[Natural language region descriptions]
....
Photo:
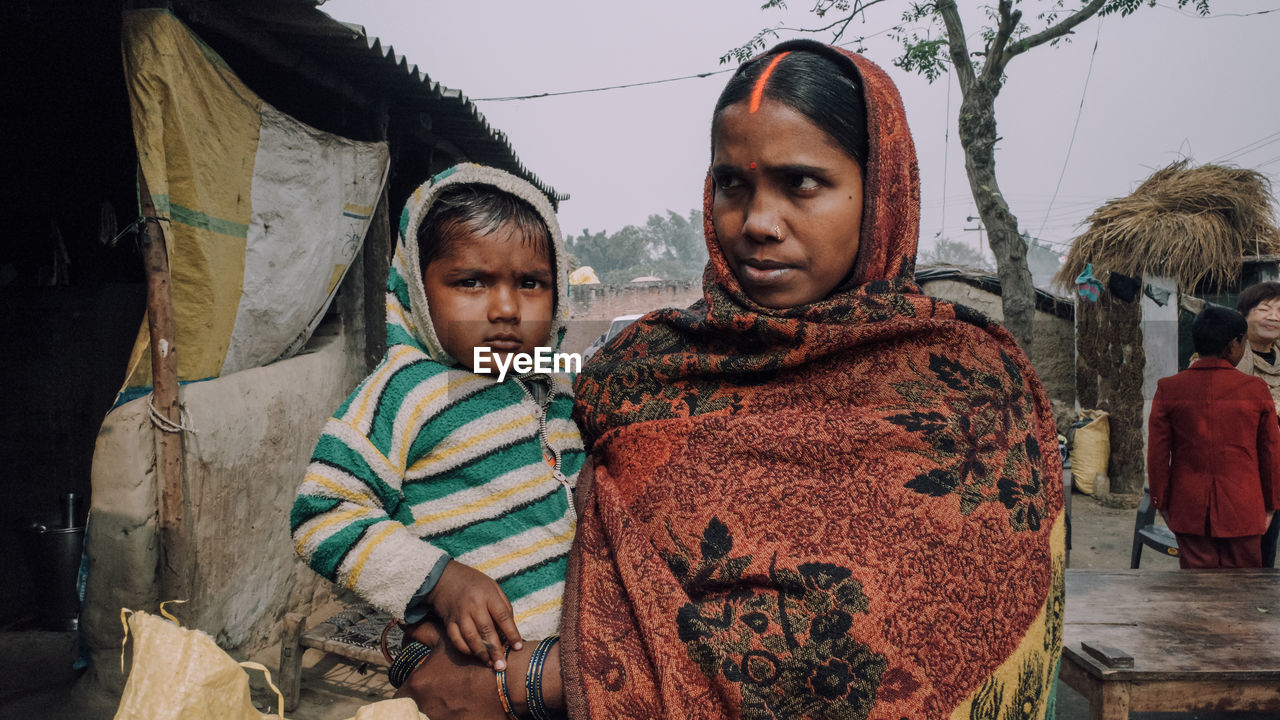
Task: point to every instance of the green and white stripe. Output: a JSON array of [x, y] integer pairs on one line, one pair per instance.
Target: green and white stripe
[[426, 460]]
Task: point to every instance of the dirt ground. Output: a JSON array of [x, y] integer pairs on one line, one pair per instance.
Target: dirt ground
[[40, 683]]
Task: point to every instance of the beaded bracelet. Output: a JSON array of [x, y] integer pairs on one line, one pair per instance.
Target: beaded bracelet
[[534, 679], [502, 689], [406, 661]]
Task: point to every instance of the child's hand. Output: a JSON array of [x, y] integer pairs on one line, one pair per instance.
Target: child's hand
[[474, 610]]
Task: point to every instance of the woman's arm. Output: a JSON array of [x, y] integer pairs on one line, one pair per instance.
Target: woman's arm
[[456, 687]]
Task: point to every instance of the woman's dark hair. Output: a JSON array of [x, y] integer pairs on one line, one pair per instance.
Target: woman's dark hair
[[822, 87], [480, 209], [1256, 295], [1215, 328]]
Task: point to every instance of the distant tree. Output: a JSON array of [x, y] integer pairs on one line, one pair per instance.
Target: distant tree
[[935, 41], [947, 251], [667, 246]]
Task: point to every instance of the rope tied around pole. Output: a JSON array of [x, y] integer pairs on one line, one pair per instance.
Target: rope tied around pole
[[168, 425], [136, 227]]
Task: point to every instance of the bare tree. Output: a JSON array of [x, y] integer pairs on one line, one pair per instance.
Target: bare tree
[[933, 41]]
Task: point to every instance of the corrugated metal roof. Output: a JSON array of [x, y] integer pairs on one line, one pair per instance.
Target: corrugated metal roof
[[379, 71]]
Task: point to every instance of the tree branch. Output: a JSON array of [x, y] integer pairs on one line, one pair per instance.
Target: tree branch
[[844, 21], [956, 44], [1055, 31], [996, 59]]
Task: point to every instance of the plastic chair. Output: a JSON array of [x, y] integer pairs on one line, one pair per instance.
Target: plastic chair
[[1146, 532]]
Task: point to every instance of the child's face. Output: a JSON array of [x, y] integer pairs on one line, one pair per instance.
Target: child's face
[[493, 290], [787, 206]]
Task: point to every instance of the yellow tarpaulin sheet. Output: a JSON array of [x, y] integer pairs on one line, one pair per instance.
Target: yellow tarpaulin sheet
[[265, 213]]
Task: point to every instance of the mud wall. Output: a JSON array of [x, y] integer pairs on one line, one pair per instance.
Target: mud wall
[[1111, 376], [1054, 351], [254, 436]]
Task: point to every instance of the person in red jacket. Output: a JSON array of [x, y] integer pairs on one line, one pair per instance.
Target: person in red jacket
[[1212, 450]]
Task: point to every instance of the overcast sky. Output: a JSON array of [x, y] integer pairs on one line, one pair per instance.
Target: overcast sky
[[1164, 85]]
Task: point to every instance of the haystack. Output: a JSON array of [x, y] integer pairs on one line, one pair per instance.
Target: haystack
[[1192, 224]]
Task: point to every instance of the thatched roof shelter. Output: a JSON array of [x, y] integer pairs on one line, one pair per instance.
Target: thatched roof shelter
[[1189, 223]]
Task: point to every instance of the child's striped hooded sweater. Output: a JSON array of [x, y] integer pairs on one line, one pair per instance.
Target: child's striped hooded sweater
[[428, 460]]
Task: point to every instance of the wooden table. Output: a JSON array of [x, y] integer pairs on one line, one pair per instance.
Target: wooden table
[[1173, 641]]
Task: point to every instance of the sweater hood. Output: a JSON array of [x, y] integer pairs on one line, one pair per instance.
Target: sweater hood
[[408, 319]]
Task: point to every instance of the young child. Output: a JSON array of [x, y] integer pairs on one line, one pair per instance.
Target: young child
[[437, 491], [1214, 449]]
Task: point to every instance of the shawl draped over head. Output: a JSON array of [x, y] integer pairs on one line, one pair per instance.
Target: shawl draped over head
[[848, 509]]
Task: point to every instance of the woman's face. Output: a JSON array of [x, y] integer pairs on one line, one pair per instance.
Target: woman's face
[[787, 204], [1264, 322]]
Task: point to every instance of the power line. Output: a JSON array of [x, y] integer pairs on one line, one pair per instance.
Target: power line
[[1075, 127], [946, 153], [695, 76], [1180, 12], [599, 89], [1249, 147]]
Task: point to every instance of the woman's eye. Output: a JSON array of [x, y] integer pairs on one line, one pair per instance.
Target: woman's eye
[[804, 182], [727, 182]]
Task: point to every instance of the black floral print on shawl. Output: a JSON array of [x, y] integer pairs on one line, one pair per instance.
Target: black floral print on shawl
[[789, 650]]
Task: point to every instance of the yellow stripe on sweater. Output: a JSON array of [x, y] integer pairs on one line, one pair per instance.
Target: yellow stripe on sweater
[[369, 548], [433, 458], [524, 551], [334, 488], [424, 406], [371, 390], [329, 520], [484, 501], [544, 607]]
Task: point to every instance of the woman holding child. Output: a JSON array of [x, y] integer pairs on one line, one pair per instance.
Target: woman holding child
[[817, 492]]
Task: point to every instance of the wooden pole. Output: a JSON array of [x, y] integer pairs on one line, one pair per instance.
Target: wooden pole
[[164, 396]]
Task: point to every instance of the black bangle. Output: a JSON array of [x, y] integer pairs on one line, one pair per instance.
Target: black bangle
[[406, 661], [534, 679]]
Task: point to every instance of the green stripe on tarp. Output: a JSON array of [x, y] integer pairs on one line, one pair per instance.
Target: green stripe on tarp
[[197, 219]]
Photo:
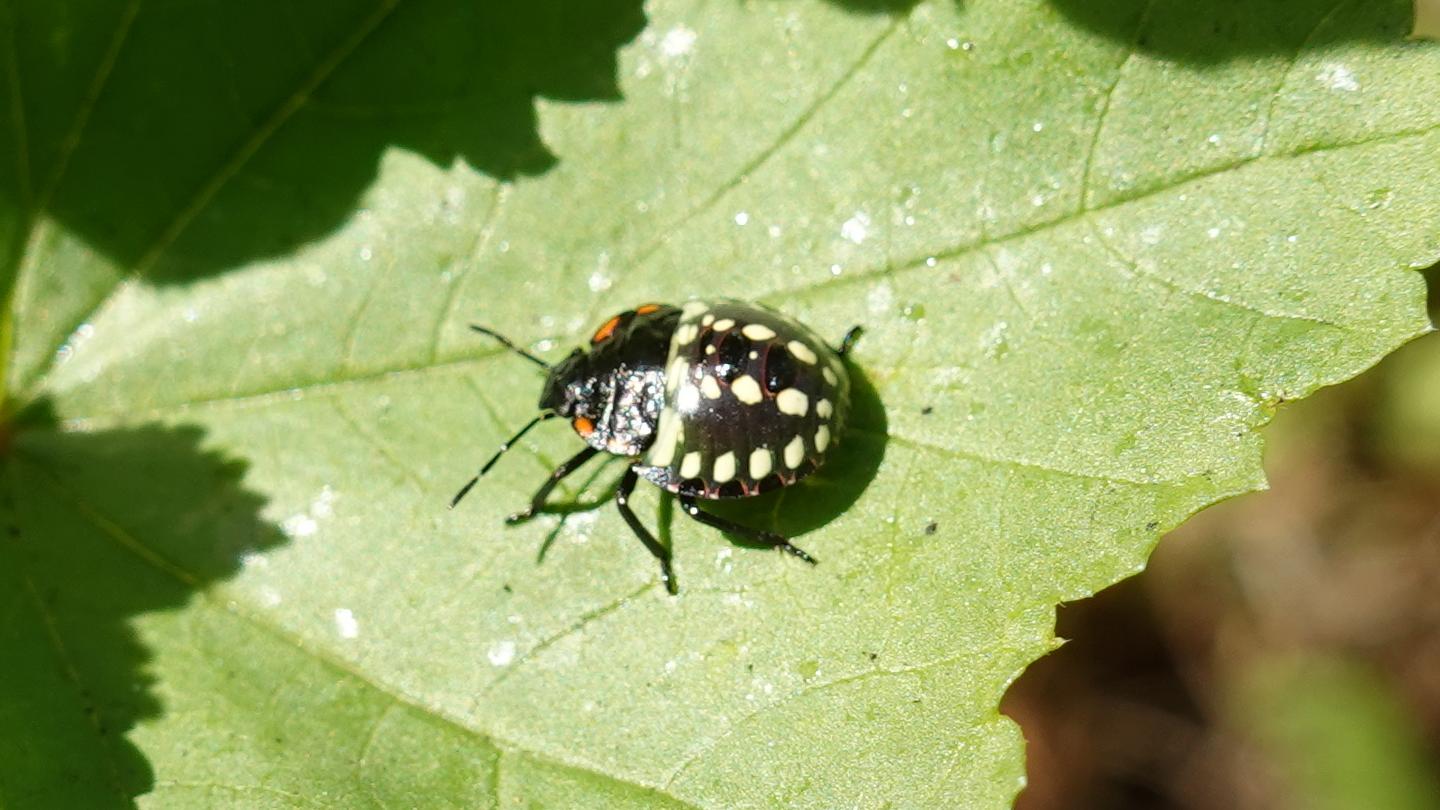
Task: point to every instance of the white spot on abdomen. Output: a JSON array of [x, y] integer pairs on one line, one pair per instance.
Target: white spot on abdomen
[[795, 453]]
....
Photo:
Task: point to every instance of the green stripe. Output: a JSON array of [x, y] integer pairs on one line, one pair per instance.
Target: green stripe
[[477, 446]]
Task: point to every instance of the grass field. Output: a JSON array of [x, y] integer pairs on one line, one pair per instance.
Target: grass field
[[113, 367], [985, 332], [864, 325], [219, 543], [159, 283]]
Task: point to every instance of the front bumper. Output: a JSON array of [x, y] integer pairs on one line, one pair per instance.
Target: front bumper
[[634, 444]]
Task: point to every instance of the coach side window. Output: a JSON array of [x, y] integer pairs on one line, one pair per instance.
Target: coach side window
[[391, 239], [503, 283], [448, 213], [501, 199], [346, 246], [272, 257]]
....
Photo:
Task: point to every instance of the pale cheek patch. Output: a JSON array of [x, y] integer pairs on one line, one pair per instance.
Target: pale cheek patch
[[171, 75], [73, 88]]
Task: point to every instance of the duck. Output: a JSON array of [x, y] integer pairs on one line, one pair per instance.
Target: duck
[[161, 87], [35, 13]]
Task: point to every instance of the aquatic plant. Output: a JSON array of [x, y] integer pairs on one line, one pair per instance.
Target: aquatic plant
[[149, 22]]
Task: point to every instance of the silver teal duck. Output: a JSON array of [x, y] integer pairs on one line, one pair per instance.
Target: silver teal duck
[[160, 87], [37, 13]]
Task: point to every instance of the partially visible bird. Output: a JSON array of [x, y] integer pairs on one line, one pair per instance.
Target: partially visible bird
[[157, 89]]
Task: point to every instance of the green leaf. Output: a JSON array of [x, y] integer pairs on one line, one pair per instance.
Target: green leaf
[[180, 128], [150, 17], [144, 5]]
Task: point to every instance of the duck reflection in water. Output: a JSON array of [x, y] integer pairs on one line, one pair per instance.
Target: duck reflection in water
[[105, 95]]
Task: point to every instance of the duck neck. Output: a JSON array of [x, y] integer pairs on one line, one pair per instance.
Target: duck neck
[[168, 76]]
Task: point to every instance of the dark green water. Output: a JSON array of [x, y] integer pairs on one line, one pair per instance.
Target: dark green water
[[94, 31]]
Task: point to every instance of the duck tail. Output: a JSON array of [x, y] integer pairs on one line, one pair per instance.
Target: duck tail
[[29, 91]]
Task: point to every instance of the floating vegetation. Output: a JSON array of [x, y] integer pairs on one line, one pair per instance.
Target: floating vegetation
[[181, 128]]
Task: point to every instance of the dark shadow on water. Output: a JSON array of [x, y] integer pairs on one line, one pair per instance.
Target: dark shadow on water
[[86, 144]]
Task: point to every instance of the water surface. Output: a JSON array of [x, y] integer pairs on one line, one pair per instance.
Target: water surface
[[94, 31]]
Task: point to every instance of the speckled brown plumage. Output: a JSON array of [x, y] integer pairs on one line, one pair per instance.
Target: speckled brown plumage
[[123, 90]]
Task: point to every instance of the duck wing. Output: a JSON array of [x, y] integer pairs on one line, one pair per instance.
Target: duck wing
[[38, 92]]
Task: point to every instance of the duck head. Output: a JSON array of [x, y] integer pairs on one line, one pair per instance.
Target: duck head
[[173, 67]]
....
* DESCRIPTION OF THE TASK *
Find "Target: mud wall" in the entries above and copy that whole line exactly, then each line after it through the line that contains "Task: point to every instance of the woman's face.".

* COMPLETED TASK *
Target: mud wall
[[1111, 376], [1054, 351], [254, 436]]
Task: point to every instance of the person in red jacket. Output: a JSON array of [x, y] integer pairs on one line, one pair per instance.
Target: person in red jacket
[[1212, 450]]
Task: point to every instance of the overcast sky. Output: a JSON array of [x, y] integer pairs on one line, one pair per instance.
Target: overcast sky
[[1164, 85]]
Task: point to every instance of the haystack. Output: a JSON array of [x, y] integer pairs on one line, one pair per instance.
Target: haystack
[[1192, 224]]
Task: point to every instance of the thatched roof shelter. Output: a JSON array of [x, y] integer pairs on one line, one pair per instance.
Target: thatched roof shelter
[[1189, 223]]
Task: point to every instance of the child's striped hooded sweater. Output: a JSON array of [x, y] integer pairs on one line, one pair per instance.
Target: child's striped hooded sweater
[[428, 460]]
Task: point to every instance of the wooden table. Output: a JSON array of [x, y] integer pairs on one line, one pair per instance.
Target: wooden table
[[1173, 641]]
Task: point to every instance of the sweater hood. Output: a JSON array of [x, y] integer pairs on one line, one pair per instance.
Target: sweater hood
[[408, 319]]
Task: point to every instance of the young child. Output: a JSON array of [x, y] integer pairs on one line, one pair per instance.
Target: young child
[[437, 491], [1214, 449]]
Task: point to every instance of the shawl draped over head. Output: a JSON array of [x, y] integer pairs on one line, one pair per instance.
Target: shawl draped over head
[[848, 509]]
Task: point to every instance of the woman's face. Output: a JSON array of [x, y] integer pairs on one line, one pair per instance.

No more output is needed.